◆ **Passage**
A “truly German democracy” was supposed to combine atavistic myths with modern innovations in a novel blend that would make the nation more powerful. At its head would be the freely elected leader, obligated “fully to assume all responsibility for his actions and omissions.” The Führer’s vision would be propagated by a political movement of dedicated followers, creating a dynamic bond of national resolve. The masses had to be won over by propaganda, since they were like women, easily swayed and dominated by an iron will. Of course, all enemies such as Jews and Bolsheviks would be ruthlessly excluded. A new elite would arise to implement this combination of visionary leadership and popular acclamation, capable of highest achievement and ready for heroic action. In such a conception, science and technology played an important role by providing tools for propaganda, rearmament, and biopolitics. This entire concept of the Führerstaat was an effort at social engineering that was distinctly modern, even if it proposed an illiberal racial alternative to the democratic and Marxist ideologies.26

The followers who joined the NSDAP began as a small band of extremists but eventually grew to a virtual cross section of German society. During the initial struggle only convinced reactionaries dared to commit to a party that was considered part of the radical fringe. The Nazis attracted some workers, but more came from the lower middle class and marginal members of the elite. From the late 1920s on, the Great Depression drove new converts to National Socialism, mostly recruited from the middle class, which feared social descent, and from among the young, blocked in their careers. After the 1932 electoral triumph many opportunists, hailing from the administrative ranks, professions, and technical pursuits, flocked to the swastika banner, wanting to join a movement that looked like the wave of the future. Finally, once in the saddle the Nazis could use the lure of privilege to attract members from the previously skeptical elites and could rely on their own youth organization as a recruiting ground. Containing over eight million members by 1945, the Nazi Party systematically moved from the fringes into the center of German society.27

Nazi electoral support similarly expanded from a limited core to a mass following approaching a people’s party through appeals to the losers of modernization and to protest voters. The NSDAP made some inroads among blue-collar workers but could never win over the majority of the proletariat. Its nucleus was instead composed of struggling small farmers, shopkeepers, and independent artisans, complemented by white-collar employees who were especially battered by the economic crisis. Moreover, the party also found a surprising amount of support among university students, civil servants, and in affluent districts where the nationalist message resonated. While the young were especially susceptible, a considerable number of retirees also voted for the party, and women, who were underrepresented among the members, cast their ballots for Hitler as well. The typical Nazi follower was therefore a young Protestant World War I veteran with limited education. The NSDAP especially managed to mobilize many formerly apolitical voters who were strongly dissatisfied with the Weimar Republic.28

In essence, National Socialism offered a more dynamic and modern version of the radical Right by using the economic and political crisis of the republic to broaden its appeal. In spite of all propaganda efforts, most of the working class remained committed to the Social Democrats, while the unemployed tended to vote Communist. Similarly, religious authority immunized the Catholic milieu somewhat against nationalist appeals, so that many of its faithful remained skeptical. In contrast, the democratic and liberal middle-class parties crumbled, first transforming themselves into special-interest groups and then fading entirely from the scene, as they lacked an encompassing vision. The German National People’s Party failed to profit from the chaos, because it was too backward looking, hoping to bring the kaiser back and revive the discredited empire. The Nazis instead projected an image of dynamism, ready to shape the future by promising a national renewal that would restore external power and heal internal rifts.29 This combined message of past resentment and future hope captured an increasing number of Germans.

◆ **Supplied material**
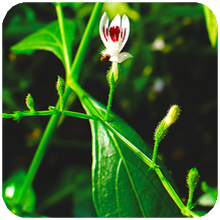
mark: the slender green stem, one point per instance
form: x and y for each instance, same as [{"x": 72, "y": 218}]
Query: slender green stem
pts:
[
  {"x": 110, "y": 97},
  {"x": 62, "y": 32},
  {"x": 53, "y": 112},
  {"x": 55, "y": 118},
  {"x": 40, "y": 152},
  {"x": 74, "y": 72},
  {"x": 189, "y": 202},
  {"x": 156, "y": 144}
]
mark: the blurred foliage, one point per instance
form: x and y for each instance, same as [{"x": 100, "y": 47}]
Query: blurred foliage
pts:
[
  {"x": 212, "y": 25},
  {"x": 173, "y": 63}
]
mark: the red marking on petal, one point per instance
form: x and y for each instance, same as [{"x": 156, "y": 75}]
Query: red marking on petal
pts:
[
  {"x": 124, "y": 34},
  {"x": 105, "y": 32},
  {"x": 114, "y": 33}
]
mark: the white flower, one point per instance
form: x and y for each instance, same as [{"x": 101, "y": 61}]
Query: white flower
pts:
[{"x": 114, "y": 37}]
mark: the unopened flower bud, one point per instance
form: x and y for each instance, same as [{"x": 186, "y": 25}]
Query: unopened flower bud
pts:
[
  {"x": 30, "y": 102},
  {"x": 172, "y": 115},
  {"x": 169, "y": 119},
  {"x": 192, "y": 178}
]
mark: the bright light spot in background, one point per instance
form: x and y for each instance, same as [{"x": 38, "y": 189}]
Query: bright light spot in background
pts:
[
  {"x": 158, "y": 85},
  {"x": 9, "y": 192},
  {"x": 158, "y": 44}
]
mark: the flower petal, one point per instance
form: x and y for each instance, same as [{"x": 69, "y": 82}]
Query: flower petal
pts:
[
  {"x": 116, "y": 21},
  {"x": 123, "y": 56},
  {"x": 103, "y": 29},
  {"x": 125, "y": 30}
]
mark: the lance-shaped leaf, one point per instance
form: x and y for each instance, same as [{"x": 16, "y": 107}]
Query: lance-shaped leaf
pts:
[
  {"x": 47, "y": 38},
  {"x": 123, "y": 186}
]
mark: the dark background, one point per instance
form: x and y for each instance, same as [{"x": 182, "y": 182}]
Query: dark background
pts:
[{"x": 186, "y": 67}]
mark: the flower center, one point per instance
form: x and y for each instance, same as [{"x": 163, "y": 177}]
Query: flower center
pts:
[
  {"x": 114, "y": 33},
  {"x": 105, "y": 32}
]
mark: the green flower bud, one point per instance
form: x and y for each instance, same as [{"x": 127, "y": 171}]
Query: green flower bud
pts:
[
  {"x": 169, "y": 119},
  {"x": 172, "y": 115},
  {"x": 60, "y": 85},
  {"x": 192, "y": 178},
  {"x": 30, "y": 102}
]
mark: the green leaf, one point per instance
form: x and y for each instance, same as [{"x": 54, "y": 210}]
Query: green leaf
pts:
[
  {"x": 211, "y": 24},
  {"x": 11, "y": 190},
  {"x": 47, "y": 38},
  {"x": 122, "y": 184}
]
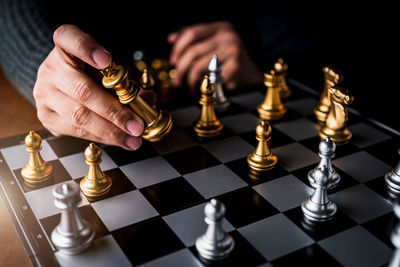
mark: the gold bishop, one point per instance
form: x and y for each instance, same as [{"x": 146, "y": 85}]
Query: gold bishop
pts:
[
  {"x": 336, "y": 123},
  {"x": 271, "y": 108},
  {"x": 331, "y": 78},
  {"x": 208, "y": 124},
  {"x": 36, "y": 169},
  {"x": 95, "y": 183},
  {"x": 262, "y": 158}
]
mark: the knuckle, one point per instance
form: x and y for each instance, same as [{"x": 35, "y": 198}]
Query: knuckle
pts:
[
  {"x": 80, "y": 115},
  {"x": 115, "y": 113},
  {"x": 82, "y": 90}
]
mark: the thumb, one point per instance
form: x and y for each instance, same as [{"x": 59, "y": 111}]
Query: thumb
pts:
[{"x": 81, "y": 45}]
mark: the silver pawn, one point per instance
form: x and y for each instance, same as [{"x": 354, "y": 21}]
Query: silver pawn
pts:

◆ **The tasks**
**A)** Answer these questions about the passage on National Socialism, one line each:
(i) How many members did the Nazi Party have by 1945?
(ii) Which party did the unemployed tend to vote for?
(iii) Which religious denomination did the typical Nazi follower belong to?
**B)** Gather every line of the entries that contains the string "petal", treating uppercase and lowercase as different.

◆ **Answer set**
**A)**
(i) Over eight million.
(ii) The Communists.
(iii) Protestant.

**B)**
mark: the red marking on petal, one point per instance
Query: red marking on petal
mark: the flower petal, one point per instance
Query: flower petal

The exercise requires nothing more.